▶ _TEXTE DE LA PAGE_
★ ★ ★ ★
Marlene Dietrich, la "traîtresse" du Reich

Marlene Dietrich en 1938.

En 1936, Goebbels fait un pont d’or à l’actrice, qui vit aux Etats-Unis, pour qu’elle rentre en Allemagne. Mais, viscéralement antifasciste, la star de l’Ange bleu mettra sa notoriété au service des alliés.

En l’église de la Madeleine, à Paris, le 14 mai 1992, un cercueil recouvert du drapeau français : celui de Marlene Dietrich. Deux jours après, la dépouille mortelle de la star revient au pays, selon ses dernières volontés. Cette fois, la bière est drapée du Stars and Stripes américain, tandis que les Berlinois jettent des fleurs sur le passage du convoi sillonnant la capitale allemande jusqu’au cimetière de Friedenau. Port d’attache, pays d’adoption et mère-patrie : trois nations se rejoignent au terme d’une existence qui, si on en croit l’icône, ne fut traversée par aucun conflit de loyauté.
★ ★ ★ ★
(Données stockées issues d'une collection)
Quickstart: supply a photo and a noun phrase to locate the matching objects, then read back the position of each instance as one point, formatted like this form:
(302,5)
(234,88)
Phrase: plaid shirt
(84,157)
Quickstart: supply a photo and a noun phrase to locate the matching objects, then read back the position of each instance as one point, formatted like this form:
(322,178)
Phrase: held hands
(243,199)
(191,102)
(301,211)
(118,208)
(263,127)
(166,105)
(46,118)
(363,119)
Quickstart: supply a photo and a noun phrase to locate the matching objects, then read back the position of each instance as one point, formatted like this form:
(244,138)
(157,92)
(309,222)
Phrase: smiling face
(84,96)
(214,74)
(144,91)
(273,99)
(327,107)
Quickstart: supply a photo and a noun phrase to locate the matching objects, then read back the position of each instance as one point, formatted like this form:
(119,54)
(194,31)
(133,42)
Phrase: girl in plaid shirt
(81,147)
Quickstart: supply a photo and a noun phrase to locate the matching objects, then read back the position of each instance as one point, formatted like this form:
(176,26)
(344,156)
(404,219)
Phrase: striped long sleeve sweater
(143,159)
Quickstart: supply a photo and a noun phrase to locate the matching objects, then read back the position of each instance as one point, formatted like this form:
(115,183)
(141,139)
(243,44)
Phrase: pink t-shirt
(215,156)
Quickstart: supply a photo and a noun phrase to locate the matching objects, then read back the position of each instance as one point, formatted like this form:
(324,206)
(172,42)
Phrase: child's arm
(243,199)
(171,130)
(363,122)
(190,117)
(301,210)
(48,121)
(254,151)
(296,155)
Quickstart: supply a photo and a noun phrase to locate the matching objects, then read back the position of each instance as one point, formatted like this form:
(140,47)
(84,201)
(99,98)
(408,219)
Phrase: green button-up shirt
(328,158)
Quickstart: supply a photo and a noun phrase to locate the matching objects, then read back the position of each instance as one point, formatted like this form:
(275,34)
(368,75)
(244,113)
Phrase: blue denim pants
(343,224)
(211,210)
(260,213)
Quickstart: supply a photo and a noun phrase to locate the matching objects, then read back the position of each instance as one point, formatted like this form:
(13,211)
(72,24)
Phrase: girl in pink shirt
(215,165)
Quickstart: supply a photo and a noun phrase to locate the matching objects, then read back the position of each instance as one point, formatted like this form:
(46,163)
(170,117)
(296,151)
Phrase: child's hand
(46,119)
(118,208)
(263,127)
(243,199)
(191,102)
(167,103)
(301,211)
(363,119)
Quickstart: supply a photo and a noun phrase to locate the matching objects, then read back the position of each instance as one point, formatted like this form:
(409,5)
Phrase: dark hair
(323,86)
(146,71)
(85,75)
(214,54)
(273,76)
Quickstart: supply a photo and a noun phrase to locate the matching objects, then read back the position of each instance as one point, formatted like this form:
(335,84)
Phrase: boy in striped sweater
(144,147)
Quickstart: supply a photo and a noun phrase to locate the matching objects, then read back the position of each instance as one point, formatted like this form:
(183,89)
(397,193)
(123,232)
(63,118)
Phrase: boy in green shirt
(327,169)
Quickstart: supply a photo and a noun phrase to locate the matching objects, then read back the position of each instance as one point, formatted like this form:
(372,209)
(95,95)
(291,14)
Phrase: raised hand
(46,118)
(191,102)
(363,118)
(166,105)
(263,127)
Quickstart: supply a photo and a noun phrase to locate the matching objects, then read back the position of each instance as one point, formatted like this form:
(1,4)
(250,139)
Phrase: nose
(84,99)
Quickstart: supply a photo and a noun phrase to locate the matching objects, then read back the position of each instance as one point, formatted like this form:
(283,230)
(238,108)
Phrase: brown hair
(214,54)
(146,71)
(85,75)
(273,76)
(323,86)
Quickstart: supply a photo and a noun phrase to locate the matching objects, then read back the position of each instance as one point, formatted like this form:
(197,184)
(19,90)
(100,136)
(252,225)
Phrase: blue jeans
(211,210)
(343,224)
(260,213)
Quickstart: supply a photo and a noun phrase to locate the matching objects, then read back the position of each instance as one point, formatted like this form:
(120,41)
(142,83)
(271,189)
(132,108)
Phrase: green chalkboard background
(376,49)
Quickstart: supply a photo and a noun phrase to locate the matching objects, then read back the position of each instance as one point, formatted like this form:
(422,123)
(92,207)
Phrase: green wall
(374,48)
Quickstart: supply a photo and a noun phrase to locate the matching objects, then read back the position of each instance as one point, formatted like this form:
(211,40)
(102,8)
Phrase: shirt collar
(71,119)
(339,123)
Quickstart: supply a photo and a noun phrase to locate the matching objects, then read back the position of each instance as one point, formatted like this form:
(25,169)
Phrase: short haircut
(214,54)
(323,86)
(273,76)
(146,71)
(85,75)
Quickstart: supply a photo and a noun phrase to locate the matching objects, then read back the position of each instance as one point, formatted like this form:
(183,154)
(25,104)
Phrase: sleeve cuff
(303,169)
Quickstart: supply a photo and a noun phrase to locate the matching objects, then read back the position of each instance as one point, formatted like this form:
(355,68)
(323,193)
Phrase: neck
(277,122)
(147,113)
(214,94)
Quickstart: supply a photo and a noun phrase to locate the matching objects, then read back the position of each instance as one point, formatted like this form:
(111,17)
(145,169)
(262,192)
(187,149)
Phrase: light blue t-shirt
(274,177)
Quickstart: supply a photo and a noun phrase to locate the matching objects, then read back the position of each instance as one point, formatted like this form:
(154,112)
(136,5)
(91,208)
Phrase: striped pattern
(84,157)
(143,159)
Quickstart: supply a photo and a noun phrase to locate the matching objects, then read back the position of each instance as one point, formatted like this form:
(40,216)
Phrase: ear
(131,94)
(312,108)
★ ★ ★ ★
▶ _CONSIGNE DE LA TÂCHE_
Selon l'article sur Marlene Dietrich, dans quel cimetière de la capitale allemande le convoi conduit-il sa dépouille ?

▶ _SOLUTION DE LA TÂCHE_
Au cimetière de Friedenau.